> Task description
Lay out every line of the records below as a numbered list, leaving out any blank lines.

(Extracted records)
══════

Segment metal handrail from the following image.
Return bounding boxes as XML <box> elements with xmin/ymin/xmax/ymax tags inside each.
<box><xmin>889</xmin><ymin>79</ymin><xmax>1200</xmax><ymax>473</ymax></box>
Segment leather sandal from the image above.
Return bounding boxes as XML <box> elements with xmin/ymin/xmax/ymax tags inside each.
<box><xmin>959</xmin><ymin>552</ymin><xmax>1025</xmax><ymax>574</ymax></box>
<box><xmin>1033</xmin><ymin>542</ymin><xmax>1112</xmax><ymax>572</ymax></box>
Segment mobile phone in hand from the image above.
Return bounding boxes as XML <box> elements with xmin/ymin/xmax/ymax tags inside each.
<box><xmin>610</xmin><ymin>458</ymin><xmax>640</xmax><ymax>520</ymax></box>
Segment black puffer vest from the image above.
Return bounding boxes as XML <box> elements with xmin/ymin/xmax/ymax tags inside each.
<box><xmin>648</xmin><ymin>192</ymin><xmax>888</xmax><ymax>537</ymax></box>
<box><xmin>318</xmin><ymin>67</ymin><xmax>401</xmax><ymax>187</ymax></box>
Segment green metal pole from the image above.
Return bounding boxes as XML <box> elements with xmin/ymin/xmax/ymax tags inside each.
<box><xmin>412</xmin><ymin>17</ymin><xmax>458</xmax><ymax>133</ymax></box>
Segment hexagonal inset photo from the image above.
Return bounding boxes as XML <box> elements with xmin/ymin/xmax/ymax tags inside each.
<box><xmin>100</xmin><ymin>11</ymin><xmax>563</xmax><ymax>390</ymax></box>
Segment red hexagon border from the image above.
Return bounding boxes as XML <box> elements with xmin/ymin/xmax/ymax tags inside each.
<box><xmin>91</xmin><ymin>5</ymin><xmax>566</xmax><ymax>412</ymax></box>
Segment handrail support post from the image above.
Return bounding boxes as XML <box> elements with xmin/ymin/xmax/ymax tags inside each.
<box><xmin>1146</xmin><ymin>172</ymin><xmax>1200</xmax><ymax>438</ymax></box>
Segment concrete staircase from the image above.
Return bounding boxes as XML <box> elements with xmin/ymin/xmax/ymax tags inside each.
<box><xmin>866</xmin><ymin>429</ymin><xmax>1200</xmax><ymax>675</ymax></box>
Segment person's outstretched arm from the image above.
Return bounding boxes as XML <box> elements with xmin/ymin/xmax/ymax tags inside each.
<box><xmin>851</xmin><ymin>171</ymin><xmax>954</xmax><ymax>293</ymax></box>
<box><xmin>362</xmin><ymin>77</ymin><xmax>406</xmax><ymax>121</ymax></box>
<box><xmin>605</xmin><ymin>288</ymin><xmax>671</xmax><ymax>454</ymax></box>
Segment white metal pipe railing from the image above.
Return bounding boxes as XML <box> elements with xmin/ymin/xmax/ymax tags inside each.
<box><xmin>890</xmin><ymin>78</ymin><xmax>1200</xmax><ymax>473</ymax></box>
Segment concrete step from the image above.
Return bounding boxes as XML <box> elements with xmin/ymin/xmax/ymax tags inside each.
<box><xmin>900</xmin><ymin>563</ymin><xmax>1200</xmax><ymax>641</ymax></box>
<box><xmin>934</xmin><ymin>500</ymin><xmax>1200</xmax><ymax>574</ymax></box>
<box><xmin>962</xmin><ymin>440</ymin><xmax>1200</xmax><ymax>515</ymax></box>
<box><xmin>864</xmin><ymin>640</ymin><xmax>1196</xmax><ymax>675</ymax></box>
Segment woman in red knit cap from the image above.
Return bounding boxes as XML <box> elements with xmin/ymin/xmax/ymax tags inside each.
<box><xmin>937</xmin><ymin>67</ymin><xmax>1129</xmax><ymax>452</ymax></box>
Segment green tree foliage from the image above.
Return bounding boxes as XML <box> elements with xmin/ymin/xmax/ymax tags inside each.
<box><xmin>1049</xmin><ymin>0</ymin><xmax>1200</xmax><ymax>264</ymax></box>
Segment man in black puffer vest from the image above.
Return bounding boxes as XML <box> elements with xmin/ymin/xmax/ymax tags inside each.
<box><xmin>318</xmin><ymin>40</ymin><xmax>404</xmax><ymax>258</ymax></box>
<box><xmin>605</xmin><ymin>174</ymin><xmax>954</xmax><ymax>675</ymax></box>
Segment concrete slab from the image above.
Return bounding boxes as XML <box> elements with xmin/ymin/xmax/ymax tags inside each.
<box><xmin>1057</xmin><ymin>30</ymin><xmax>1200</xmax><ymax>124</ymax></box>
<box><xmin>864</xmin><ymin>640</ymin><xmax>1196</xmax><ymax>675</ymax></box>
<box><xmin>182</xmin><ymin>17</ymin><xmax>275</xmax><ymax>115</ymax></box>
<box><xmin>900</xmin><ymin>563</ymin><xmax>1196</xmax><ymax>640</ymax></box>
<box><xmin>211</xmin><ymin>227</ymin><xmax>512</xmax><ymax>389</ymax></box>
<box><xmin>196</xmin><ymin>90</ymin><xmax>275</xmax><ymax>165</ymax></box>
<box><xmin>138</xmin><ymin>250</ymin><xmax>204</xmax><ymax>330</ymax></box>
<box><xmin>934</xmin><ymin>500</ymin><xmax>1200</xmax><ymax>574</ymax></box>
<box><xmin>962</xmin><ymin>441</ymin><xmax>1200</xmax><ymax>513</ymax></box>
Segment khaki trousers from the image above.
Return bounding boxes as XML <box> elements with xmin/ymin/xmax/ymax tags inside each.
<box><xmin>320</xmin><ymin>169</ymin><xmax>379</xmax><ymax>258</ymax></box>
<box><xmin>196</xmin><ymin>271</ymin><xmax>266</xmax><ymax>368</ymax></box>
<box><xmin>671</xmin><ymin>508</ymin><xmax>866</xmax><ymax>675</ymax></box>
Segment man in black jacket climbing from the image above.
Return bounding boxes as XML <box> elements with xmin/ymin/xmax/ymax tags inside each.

══════

> Written answer
1. Segment metal handrail from the following image.
2. Return bounding boxes as XML <box> elements with xmin/ymin/xmax/ymax tags inside each.
3. <box><xmin>889</xmin><ymin>79</ymin><xmax>1200</xmax><ymax>473</ymax></box>
4. Segment leather sandal from the image above.
5. Return bounding boxes as XML <box> elements with xmin/ymin/xmax/ymax tags inside each.
6. <box><xmin>959</xmin><ymin>552</ymin><xmax>1025</xmax><ymax>574</ymax></box>
7. <box><xmin>1033</xmin><ymin>542</ymin><xmax>1112</xmax><ymax>572</ymax></box>
8. Segment mobile phone in hand from the image above.
9. Return bounding boxes as XML <box> elements with xmin/ymin/xmax/ymax tags inside each.
10. <box><xmin>610</xmin><ymin>458</ymin><xmax>640</xmax><ymax>520</ymax></box>
11. Segment black puffer vest from the image above.
12. Return bounding boxes as XML <box> elements with xmin/ymin/xmax/ymax tags inside each.
13. <box><xmin>648</xmin><ymin>192</ymin><xmax>888</xmax><ymax>537</ymax></box>
14. <box><xmin>318</xmin><ymin>67</ymin><xmax>401</xmax><ymax>187</ymax></box>
15. Segment green metal pole from the image above.
16. Return bounding boxes as XML <box> elements with xmin/ymin/xmax/ymax tags inside each.
17. <box><xmin>412</xmin><ymin>17</ymin><xmax>458</xmax><ymax>133</ymax></box>
18. Segment hexagonal inset photo from the image above.
19. Return bounding boxes as XML <box> elements with xmin/ymin/xmax/ymax tags inside each.
20. <box><xmin>100</xmin><ymin>11</ymin><xmax>563</xmax><ymax>390</ymax></box>
21. Segment red hexagon border from the image above.
22. Return bounding boxes as XML <box> elements with xmin/ymin/xmax/ymax tags inside each.
23. <box><xmin>91</xmin><ymin>5</ymin><xmax>566</xmax><ymax>412</ymax></box>
24. Segment handrail support post from the image above.
25. Return bounding boxes as XML <box> elements with xmin/ymin/xmax/ymax tags inside each.
26. <box><xmin>1146</xmin><ymin>172</ymin><xmax>1200</xmax><ymax>438</ymax></box>
27. Segment concrete staircase from the image above.
28. Return bounding boxes as XML <box> elements with xmin/ymin/xmax/ymax tags inside each.
29. <box><xmin>866</xmin><ymin>429</ymin><xmax>1200</xmax><ymax>675</ymax></box>
30. Segment person's outstretched arm from the image above.
31. Return bounding boxes as XML <box> elements with xmin/ymin/xmax/ymax tags inside each.
32. <box><xmin>851</xmin><ymin>171</ymin><xmax>954</xmax><ymax>293</ymax></box>
33. <box><xmin>362</xmin><ymin>77</ymin><xmax>406</xmax><ymax>121</ymax></box>
34. <box><xmin>605</xmin><ymin>288</ymin><xmax>671</xmax><ymax>454</ymax></box>
35. Segment white metal pipe railing from the image above.
36. Return bounding boxes as XML <box> elements with xmin/ymin/xmax/ymax tags inside each.
37. <box><xmin>890</xmin><ymin>78</ymin><xmax>1200</xmax><ymax>473</ymax></box>
38. Segment concrete step from the image above.
39. Return bounding boxes as XML <box> elements with xmin/ymin/xmax/ymax tags inside each.
40. <box><xmin>900</xmin><ymin>563</ymin><xmax>1200</xmax><ymax>641</ymax></box>
41. <box><xmin>934</xmin><ymin>500</ymin><xmax>1200</xmax><ymax>574</ymax></box>
42. <box><xmin>962</xmin><ymin>440</ymin><xmax>1200</xmax><ymax>515</ymax></box>
43. <box><xmin>864</xmin><ymin>640</ymin><xmax>1196</xmax><ymax>675</ymax></box>
44. Segment woman in red knit cap from the image above.
45. Return bounding boxes as XML <box> elements with xmin/ymin/xmax/ymax tags inside each.
46. <box><xmin>937</xmin><ymin>67</ymin><xmax>1129</xmax><ymax>452</ymax></box>
47. Segment green tree foliage from the image above.
48. Return bounding boxes as XML <box> elements with xmin/ymin/xmax/ymax tags inside each.
49. <box><xmin>1049</xmin><ymin>0</ymin><xmax>1200</xmax><ymax>264</ymax></box>
50. Segment man in black puffer vest from the image above.
51. Return bounding boxes as XML <box> elements with xmin/ymin/xmax/ymax tags inside each.
52. <box><xmin>318</xmin><ymin>40</ymin><xmax>404</xmax><ymax>258</ymax></box>
53. <box><xmin>605</xmin><ymin>174</ymin><xmax>954</xmax><ymax>675</ymax></box>
54. Segment concrete slab from the image above.
55. Return bounding boxes as XML <box> elements with xmin/ymin/xmax/ymax tags inside each.
56. <box><xmin>1057</xmin><ymin>30</ymin><xmax>1200</xmax><ymax>124</ymax></box>
57. <box><xmin>864</xmin><ymin>640</ymin><xmax>1196</xmax><ymax>675</ymax></box>
58. <box><xmin>182</xmin><ymin>17</ymin><xmax>275</xmax><ymax>115</ymax></box>
59. <box><xmin>900</xmin><ymin>563</ymin><xmax>1196</xmax><ymax>640</ymax></box>
60. <box><xmin>211</xmin><ymin>227</ymin><xmax>512</xmax><ymax>389</ymax></box>
61. <box><xmin>196</xmin><ymin>90</ymin><xmax>275</xmax><ymax>165</ymax></box>
62. <box><xmin>138</xmin><ymin>250</ymin><xmax>204</xmax><ymax>330</ymax></box>
63. <box><xmin>934</xmin><ymin>500</ymin><xmax>1200</xmax><ymax>574</ymax></box>
64. <box><xmin>962</xmin><ymin>441</ymin><xmax>1200</xmax><ymax>513</ymax></box>
65. Segment khaki trousers from the image above.
66. Return bounding boxes as XML <box> elements with xmin/ymin/xmax/ymax tags inside each.
67. <box><xmin>320</xmin><ymin>169</ymin><xmax>379</xmax><ymax>258</ymax></box>
68. <box><xmin>196</xmin><ymin>271</ymin><xmax>266</xmax><ymax>368</ymax></box>
69. <box><xmin>671</xmin><ymin>508</ymin><xmax>866</xmax><ymax>675</ymax></box>
70. Segment man in black jacket climbing from the image above.
71. Return bounding boxes as XML <box> elements with xmin/ymin/xmax/ymax tags inside each.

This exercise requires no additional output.